[Rows taken from a pointing dataset]
##############################
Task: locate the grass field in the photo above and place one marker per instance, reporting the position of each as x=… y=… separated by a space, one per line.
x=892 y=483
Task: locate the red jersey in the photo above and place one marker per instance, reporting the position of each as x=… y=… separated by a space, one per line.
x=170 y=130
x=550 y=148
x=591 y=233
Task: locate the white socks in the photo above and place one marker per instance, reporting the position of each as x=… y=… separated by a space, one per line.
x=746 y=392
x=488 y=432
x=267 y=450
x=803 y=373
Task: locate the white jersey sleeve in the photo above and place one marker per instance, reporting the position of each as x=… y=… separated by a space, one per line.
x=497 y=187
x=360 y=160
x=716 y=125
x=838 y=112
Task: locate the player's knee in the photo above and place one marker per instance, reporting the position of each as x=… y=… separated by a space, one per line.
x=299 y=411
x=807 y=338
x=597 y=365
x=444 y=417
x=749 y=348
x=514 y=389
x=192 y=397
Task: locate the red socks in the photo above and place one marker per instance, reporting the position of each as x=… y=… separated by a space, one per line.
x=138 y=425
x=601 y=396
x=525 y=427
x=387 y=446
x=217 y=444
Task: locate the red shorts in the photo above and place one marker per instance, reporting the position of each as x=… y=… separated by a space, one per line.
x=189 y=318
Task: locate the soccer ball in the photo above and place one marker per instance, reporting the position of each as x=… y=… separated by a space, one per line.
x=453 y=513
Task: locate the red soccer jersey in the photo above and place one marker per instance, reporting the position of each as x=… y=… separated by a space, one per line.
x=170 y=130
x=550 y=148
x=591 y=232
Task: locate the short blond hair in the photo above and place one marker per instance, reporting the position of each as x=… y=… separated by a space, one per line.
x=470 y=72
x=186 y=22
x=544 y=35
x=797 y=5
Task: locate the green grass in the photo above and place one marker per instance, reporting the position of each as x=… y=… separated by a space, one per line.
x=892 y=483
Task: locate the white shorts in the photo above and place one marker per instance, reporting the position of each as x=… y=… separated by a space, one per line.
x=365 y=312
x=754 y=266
##############################
--- EXERCISE OBJECTIVE ---
Copy all of the material above line for line, changing nothing.

--- CORRECT OUTPUT ---
Task: locate the grass field in the photo above and place one marker per instance, reporting the position of each as x=… y=… separated by a space, one per line.
x=892 y=483
Task: locate the red jersey in the photo above and place one marker per instance, reporting the position of each as x=… y=… separated by a space, one per line.
x=170 y=130
x=550 y=148
x=591 y=233
Task: locate the white socks in the photo above and place one marker per instance, reporting the position of each as x=… y=… separated by a space, one per line.
x=746 y=392
x=488 y=432
x=267 y=450
x=803 y=373
Task: locate the white jersey sleeve in the photo above and place one marker per instance, reporting the position of each as x=… y=… separated by a space, one per line.
x=497 y=187
x=360 y=160
x=716 y=125
x=838 y=112
Task: locate the player's knee in the photo above and place one marker per instance, reporting the position of each as x=… y=… separated by a space, one per line.
x=299 y=411
x=807 y=338
x=597 y=365
x=444 y=417
x=749 y=348
x=514 y=389
x=192 y=397
Task: locate the red socks in the photo above and place one marker per instance, reporting the position of each as x=… y=… separated by a space, one per line.
x=138 y=425
x=601 y=396
x=525 y=427
x=387 y=446
x=217 y=444
Task: locate the red shorts in the photo above and place one marker per instance, reporting the position of each as x=… y=… separated by a space, one per line.
x=189 y=318
Task: locate the soccer ball in the photo above and place one marker per instance, reporting the position of each as x=… y=… separated by a space, one per line.
x=453 y=513
Task: locate the red soccer jersey in the photo above and place one marker per instance, reporting the position of each as x=… y=… separated by a space, one per line.
x=170 y=130
x=550 y=148
x=591 y=232
Task: locate the short blond hair in the photo above and place one marker per instance, reporting the position of each as x=… y=… separated by a space, one per line.
x=470 y=72
x=186 y=22
x=544 y=35
x=797 y=5
Task: locate the green grass in the photo above and place one marker per instance, reporting the position of each as x=… y=… separated by a space, one per line.
x=892 y=483
Task: locate the white shorts in the photo above and place one marker per instance, reporting the position of each as x=… y=… separated by a space, one per line.
x=365 y=312
x=754 y=266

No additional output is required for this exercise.